**Data provided**
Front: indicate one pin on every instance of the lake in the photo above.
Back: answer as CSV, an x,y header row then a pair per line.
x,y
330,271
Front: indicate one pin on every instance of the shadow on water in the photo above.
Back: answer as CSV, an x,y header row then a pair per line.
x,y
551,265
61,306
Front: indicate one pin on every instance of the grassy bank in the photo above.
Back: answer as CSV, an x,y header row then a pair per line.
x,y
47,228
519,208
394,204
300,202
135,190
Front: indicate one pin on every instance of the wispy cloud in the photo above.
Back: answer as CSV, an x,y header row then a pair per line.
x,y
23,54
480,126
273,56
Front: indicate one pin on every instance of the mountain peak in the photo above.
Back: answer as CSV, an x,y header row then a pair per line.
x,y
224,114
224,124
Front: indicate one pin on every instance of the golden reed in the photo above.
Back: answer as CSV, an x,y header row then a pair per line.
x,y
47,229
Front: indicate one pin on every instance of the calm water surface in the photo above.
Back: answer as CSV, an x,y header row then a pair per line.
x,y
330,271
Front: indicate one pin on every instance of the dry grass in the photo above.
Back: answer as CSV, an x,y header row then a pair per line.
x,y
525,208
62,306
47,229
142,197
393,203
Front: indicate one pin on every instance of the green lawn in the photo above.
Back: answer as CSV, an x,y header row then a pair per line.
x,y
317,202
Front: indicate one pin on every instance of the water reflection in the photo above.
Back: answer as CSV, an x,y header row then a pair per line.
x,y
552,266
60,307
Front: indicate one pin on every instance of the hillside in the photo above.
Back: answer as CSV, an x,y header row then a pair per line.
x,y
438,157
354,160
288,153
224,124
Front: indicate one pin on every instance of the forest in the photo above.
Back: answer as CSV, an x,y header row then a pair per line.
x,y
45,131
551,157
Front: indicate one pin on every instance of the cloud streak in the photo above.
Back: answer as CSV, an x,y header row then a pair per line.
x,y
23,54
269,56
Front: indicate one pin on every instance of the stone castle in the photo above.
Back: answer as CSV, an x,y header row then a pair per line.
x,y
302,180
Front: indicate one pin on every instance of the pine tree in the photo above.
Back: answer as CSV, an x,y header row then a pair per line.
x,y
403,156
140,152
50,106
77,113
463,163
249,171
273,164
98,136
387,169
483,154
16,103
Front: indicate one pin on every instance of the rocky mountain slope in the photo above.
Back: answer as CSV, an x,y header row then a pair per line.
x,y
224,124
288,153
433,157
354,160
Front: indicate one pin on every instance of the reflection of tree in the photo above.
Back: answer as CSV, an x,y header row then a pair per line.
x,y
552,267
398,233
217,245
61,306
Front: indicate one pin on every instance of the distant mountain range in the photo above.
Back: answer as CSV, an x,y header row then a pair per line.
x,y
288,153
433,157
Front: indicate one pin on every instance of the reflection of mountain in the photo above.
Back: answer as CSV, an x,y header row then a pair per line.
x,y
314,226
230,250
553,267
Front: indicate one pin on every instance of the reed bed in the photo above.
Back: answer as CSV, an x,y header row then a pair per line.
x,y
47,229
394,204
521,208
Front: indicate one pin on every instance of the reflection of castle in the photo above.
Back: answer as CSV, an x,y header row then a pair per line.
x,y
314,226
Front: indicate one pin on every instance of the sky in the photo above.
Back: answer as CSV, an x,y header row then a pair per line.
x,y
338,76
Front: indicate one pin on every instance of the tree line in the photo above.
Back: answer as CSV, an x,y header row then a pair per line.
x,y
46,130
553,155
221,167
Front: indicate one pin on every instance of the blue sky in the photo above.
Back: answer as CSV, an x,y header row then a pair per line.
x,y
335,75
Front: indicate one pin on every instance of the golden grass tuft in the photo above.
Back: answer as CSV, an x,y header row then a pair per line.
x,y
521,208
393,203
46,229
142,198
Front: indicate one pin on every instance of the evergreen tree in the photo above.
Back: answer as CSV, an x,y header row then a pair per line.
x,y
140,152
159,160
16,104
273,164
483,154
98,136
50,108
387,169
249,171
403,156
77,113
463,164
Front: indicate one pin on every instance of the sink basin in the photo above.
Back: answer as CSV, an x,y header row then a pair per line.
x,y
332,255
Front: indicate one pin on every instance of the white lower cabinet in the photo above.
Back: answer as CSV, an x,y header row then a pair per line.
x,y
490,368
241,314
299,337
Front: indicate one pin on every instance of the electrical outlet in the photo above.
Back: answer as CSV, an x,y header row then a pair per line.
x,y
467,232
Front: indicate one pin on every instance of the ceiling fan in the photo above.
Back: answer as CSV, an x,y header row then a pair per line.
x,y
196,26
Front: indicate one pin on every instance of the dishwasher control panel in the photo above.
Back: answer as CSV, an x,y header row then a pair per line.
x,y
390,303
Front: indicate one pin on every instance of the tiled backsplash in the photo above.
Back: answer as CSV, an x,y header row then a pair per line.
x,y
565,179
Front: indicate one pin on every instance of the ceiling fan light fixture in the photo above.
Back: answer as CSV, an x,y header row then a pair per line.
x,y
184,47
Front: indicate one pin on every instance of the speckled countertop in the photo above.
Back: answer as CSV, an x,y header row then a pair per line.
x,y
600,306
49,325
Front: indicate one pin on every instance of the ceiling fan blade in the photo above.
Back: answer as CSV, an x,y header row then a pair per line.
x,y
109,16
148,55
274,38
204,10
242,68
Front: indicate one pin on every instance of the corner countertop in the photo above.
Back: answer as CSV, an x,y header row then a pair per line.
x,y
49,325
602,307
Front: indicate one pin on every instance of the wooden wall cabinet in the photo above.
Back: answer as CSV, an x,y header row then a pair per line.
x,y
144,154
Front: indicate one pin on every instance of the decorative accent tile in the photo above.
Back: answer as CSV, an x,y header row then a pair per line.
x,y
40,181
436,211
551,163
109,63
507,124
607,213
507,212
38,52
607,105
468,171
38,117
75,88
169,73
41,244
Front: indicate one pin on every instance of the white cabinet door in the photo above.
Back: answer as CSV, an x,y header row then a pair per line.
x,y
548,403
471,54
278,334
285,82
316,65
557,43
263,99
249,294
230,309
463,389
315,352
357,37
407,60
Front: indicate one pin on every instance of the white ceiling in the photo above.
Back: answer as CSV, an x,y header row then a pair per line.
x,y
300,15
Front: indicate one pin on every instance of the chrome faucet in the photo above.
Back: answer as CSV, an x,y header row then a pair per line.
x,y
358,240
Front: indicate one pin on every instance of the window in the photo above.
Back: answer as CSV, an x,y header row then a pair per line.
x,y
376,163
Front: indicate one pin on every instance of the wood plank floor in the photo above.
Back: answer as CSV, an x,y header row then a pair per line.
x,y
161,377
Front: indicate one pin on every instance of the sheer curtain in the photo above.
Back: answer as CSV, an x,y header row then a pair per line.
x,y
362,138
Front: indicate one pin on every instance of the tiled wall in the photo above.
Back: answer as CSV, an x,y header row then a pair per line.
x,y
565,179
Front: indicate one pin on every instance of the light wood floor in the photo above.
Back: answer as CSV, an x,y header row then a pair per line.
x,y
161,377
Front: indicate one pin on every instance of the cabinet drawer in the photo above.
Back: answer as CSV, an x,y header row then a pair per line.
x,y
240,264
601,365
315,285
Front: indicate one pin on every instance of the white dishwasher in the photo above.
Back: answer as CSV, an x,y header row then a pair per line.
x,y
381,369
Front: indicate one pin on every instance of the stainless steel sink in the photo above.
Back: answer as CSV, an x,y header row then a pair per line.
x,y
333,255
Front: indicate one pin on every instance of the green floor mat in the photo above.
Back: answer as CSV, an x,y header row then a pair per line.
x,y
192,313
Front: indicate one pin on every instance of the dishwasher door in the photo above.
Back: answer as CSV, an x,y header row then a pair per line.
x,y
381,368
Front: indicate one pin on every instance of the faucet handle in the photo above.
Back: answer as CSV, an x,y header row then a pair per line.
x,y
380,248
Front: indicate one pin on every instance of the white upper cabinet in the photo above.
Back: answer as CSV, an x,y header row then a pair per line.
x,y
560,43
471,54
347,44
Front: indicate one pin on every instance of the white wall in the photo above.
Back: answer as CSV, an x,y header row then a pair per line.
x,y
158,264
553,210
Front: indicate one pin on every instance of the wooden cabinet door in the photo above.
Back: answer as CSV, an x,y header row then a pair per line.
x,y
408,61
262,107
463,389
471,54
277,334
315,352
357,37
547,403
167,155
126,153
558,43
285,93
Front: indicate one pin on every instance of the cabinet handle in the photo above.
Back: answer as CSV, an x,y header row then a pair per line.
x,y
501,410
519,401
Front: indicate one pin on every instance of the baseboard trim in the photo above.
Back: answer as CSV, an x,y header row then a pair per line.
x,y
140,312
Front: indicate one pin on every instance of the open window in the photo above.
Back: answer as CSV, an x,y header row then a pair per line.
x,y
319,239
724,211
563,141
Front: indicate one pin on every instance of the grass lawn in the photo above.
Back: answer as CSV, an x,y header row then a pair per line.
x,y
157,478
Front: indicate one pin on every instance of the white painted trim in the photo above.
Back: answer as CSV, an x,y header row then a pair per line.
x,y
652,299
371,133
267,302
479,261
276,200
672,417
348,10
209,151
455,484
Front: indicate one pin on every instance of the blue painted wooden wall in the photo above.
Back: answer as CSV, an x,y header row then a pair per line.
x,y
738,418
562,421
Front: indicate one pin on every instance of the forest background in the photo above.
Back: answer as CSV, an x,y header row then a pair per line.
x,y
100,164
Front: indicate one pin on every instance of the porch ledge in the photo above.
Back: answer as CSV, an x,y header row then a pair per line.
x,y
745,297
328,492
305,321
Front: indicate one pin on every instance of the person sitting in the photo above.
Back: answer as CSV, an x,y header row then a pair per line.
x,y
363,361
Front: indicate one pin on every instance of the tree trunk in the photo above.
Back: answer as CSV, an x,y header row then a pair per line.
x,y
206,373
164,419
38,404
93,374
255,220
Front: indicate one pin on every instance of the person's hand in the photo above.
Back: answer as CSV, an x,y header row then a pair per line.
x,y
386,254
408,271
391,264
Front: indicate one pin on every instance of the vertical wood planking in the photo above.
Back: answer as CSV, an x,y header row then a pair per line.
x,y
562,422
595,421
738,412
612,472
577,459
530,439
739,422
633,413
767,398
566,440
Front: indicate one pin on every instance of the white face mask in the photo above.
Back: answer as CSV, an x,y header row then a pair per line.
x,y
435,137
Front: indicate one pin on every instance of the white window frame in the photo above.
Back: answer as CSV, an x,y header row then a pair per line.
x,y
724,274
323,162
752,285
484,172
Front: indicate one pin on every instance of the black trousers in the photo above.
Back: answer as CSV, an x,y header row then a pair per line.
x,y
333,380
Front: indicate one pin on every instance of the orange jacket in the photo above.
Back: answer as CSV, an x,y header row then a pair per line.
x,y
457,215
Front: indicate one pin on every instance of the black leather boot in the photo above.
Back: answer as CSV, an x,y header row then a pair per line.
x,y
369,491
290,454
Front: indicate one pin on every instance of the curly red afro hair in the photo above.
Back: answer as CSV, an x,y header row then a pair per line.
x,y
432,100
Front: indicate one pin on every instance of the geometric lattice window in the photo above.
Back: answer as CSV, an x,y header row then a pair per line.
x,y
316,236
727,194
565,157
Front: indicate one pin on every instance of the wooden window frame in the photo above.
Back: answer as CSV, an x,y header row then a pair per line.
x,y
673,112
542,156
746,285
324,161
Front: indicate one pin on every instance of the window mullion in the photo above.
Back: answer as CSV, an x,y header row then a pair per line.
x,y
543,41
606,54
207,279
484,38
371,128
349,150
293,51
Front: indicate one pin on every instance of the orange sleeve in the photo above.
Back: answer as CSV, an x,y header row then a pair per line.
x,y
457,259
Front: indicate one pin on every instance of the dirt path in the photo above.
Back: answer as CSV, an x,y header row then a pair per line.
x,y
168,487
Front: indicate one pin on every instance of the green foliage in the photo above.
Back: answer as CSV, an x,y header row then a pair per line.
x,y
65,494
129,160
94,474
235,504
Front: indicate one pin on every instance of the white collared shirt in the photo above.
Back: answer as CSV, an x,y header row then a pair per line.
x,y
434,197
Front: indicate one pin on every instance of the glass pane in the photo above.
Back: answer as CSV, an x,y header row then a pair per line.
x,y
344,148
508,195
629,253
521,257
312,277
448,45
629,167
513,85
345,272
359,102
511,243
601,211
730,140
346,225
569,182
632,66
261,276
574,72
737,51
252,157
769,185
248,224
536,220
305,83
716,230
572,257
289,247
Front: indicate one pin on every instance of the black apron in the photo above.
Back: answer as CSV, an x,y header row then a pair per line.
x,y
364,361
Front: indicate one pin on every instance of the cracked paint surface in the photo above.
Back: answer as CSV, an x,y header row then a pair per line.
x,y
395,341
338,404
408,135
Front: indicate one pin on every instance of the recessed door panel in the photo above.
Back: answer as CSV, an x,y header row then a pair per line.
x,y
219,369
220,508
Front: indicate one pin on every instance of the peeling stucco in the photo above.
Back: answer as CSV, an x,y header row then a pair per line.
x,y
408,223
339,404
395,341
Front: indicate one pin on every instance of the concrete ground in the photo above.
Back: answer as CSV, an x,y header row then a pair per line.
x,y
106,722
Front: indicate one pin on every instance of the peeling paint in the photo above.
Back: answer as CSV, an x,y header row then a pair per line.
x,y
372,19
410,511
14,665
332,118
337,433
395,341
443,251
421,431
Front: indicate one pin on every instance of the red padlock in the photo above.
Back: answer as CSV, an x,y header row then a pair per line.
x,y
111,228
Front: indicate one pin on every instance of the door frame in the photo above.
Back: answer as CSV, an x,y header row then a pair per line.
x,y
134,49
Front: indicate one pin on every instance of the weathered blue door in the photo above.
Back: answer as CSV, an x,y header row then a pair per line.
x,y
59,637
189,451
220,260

**Exercise brief**
Which lines run from the one containing "Front: indicate one pin on every instance of the glass" to the end of the entries above? Quote exactly those, and only those.

**Result of this exercise**
Front: indicate one pin on every instance of the glass pane in the photo above.
Back: answer as CSV, an x,y header row then a pair per line.
x,y
344,148
508,195
629,253
521,257
312,277
448,45
629,167
513,85
345,272
359,102
511,243
601,211
730,140
346,225
569,182
632,66
261,276
574,72
737,51
252,157
769,185
248,224
536,220
305,83
716,230
572,257
289,247
Front: indicate one pin on every instance of the black apron in the photo above.
Back: answer as CSV, an x,y header row then a pair per line.
x,y
364,361
Front: indicate one pin on every instance of the cracked paint surface in the photo above.
Back: answer as CSV, an x,y header row then a pair per line.
x,y
395,341
338,404
408,135
Front: indicate one pin on every instance of the recessed door panel in the photo above.
Back: answer as CSV, an x,y header row then a pair per line.
x,y
219,369
220,508
Front: indicate one pin on every instance of the peeling stucco in the photo above.
Back: answer as CSV, an x,y header row then a pair per line.
x,y
408,223
339,404
395,341
Front: indicate one pin on every instance of the concrete ground in the photo above.
Back: answer as CSV, an x,y header row then a pair per line.
x,y
106,722
Front: indicate one pin on every instance of the peeling paint in the photo above.
Back: answer as CSV, an x,y header row then a pair per line.
x,y
372,19
410,511
14,665
332,118
337,433
395,341
443,251
421,431
Front: indicate one pin on every instance of the red padlock in the photo above.
Back: answer as CSV, an x,y header row then a pair per line.
x,y
111,228
Front: indicate one pin on every instance of the door frame in the photo above.
Back: answer as CSV, an x,y header row then a pair per line.
x,y
134,49
Front: indicate one pin on every instance of the weathered blue door in the photo above.
Back: answer as CSV, an x,y header row then a pair per line.
x,y
59,637
189,451
220,260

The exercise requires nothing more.